FRAGMENTO DE PÁGINA |
------------------------------
Volcanes de Indonesia   Y por fin llegamos a lo que llaman el 'límite de los árboles' (foto07). Es la frontera entre la vegetación y la roca desnuda. Todo árbol, arbusto, planta o hierba desaparece bruscamente a partir de cierta altura, y más allá de esta línea entramos en otro 'círculo', en un mundo extraño, de paisaje lunar, hecho de rocas cabalgando unas sobre otras, de olas de lava caprichosamente solidificadas en pliegues y sinuosidades, por las que a menudo hay que trepar usando de los pies y de las manos. De pronto sentimos que las manos se nos queman. Las rocas de la pendiente están tan calientes que casi abrasan. El infierno está cerca.
   Empezamos a ver aquí y allá fumarolas, exhalando bocanadas de humo gris por grietas y resquicios. Y también tropezamos con solfataras (foto08), humeantes oquedades entre las rocas con su interior palpitante de bloques de azufre en combustión (foto09). Una ráfaga de aire sulfuroso nos abofetea en la cara, y sentimos arder nuestras fosas nasales.


  
   Es allí donde nos cae la noche, con la rapidez propia del trópico. El crepúsculo es breve pero espléndido (foto10). Las nubes enrojecen de pudor cuando el sol las mira por debajo de las faldas. Aparecen por el fondo negros nubarrones que presagian tormenta. A nuestros pies, allá muy abajo, se extiende la llanura de Yogyakarta, donde se van encendiendo lejanas y tenues lucecillas conforme aumenta la oscuridad.
------------------------------
EJERCICIOS |
1 > Reproduce sin cambios el fragmento sobre los volcanes de Indonesia desde "Volcanes de Indonesia   Y" hasta "infierno está cerca.".
2 > Prosigue con el fragmento sobre los volcanes de Indonesia a partir de su última oración.
------------------------------
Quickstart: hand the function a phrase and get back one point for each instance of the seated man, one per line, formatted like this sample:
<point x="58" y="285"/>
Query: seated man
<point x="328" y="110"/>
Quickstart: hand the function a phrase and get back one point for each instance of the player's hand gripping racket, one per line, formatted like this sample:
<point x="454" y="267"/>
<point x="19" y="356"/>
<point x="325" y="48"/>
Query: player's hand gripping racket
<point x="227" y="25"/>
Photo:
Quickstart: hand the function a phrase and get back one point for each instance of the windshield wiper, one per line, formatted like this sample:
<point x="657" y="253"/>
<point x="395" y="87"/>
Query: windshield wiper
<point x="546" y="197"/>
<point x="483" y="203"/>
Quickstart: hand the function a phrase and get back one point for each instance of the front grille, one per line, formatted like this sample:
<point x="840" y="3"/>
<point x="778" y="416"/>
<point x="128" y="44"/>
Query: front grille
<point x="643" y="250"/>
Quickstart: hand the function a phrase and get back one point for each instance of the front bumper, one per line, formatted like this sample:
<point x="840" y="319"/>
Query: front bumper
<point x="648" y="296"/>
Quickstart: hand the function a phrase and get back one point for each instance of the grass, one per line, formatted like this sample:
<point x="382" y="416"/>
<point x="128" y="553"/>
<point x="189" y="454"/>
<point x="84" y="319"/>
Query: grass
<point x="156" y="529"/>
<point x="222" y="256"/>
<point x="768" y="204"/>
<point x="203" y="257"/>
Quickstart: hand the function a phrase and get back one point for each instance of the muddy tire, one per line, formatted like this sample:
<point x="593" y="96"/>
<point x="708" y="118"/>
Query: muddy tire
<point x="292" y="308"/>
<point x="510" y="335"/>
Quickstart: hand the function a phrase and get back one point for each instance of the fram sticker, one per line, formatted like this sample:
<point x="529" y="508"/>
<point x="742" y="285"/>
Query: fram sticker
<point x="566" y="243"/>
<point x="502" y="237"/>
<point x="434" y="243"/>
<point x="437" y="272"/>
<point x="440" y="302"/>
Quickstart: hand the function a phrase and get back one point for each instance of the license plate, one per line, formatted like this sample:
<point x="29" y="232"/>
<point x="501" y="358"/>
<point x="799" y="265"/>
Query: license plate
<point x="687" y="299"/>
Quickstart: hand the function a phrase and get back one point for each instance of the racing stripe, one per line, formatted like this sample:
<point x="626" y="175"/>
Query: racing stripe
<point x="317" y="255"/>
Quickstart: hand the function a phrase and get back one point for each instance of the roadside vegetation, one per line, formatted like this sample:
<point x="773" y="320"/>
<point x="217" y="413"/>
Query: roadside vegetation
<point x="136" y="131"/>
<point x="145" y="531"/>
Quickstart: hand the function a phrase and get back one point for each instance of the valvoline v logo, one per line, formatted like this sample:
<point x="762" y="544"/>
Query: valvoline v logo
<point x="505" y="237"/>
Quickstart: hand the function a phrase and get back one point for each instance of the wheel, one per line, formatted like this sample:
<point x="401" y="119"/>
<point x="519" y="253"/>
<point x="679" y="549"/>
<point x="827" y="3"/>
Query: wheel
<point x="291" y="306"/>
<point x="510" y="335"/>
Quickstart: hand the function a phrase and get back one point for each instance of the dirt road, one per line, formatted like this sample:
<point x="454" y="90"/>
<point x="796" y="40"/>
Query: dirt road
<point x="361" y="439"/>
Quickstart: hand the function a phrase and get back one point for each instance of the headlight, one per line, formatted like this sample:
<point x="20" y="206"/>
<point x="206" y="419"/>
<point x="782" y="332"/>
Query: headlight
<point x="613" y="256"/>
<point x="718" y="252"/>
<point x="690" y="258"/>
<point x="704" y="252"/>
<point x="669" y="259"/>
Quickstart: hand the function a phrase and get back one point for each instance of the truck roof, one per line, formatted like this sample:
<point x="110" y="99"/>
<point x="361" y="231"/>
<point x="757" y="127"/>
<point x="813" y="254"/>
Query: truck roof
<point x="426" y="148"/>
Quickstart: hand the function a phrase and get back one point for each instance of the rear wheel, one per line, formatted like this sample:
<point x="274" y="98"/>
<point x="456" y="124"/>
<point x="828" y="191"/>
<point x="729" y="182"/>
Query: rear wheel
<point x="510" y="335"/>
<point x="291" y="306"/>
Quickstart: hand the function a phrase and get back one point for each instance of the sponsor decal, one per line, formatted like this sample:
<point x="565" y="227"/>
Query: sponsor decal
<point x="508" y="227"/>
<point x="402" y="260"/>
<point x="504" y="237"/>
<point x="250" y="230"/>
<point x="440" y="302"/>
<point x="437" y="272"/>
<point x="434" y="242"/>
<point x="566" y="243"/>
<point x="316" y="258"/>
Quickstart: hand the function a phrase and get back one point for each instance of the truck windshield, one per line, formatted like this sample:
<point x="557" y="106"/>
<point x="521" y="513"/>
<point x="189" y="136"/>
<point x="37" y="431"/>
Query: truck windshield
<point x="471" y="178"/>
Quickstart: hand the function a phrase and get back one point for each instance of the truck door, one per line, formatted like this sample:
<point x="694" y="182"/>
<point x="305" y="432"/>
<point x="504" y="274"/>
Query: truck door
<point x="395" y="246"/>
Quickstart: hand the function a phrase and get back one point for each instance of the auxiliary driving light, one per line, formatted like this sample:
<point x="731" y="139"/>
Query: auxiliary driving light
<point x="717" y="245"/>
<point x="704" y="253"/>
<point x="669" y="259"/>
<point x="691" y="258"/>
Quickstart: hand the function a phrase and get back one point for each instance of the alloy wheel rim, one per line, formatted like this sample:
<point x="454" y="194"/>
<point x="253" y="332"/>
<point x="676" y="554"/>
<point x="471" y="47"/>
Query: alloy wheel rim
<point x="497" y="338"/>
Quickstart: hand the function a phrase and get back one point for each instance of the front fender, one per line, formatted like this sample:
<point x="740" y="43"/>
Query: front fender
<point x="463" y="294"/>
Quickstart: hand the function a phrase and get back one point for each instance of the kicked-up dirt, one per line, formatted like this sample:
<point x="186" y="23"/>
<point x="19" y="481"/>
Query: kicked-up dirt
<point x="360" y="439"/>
------------------------------
RESPUESTAS EN ORDEN |
1 >
Volcanes de Indonesia   Y por fin llegamos a lo que llaman el 'límite de los árboles' (foto07). Es la frontera entre la vegetación y la roca desnuda. Todo árbol, arbusto, planta o hierba desaparece bruscamente a partir de cierta altura, y más allá de esta línea entramos en otro 'círculo', en un mundo extraño, de paisaje lunar, hecho de rocas cabalgando unas sobre otras, de olas de lava caprichosamente solidificadas en pliegues y sinuosidades, por las que a menudo hay que trepar usando de los pies y de las manos. De pronto sentimos que las manos se nos queman. Las rocas de la pendiente están tan calientes que casi abrasan. El infierno está cerca.

2 >
   Estamos ya cerca de la cumbre, pero no podemos seguir avanzando. Buscamos un lugar adecuado para pernoctar. Un pequeño abrigo rocoso apenas nos servirá de refugio para la lluvia que se avecina, pues sólo nos cubre las mochilas –con sus cámaras fotográficas– y medio cuerpo. El otro medio queda a la intemperie. Se desata una tempestad de dimensiones bíblicas. Un encadenamiento ininterrumpido de rayos dispara implacable sus flashes sobre el valle de Yogya, iluminando cegadoramente las nubes del cielo y las montañas de la tierra. El fragor de los truenos, que no cesa en toda la noche, retumba por todo el volcán como el redoble de los timbales en el momento álgido de una sinfonía fantástica, y hace vibrar nuestros cuerpos, sobrecogidos ante el aterrador pero maravilloso espectáculo de las potencias naturales desencadenadas en toda su furia.
   Empieza a caer un aguacero que no amainará en horas. Improvisamos un precario vivac consistente en taparnos como buenamente podemos con una de las capas de plástico que llevamos, extendiendo la otra capa sobre las piedras, como aislante, para tumbarnos sobre ella. El suelo está muy inclinado (como en todo el volcán), y nuestros cuerpos van resbalando hacia abajo, por lo que cada cierto tiempo tenemos que remontar terreno para acurrucarnos en el abrigo. No conseguimos pegar ojo en toda la noche. No hará falta añadir que fue 'una noche inolvidable'.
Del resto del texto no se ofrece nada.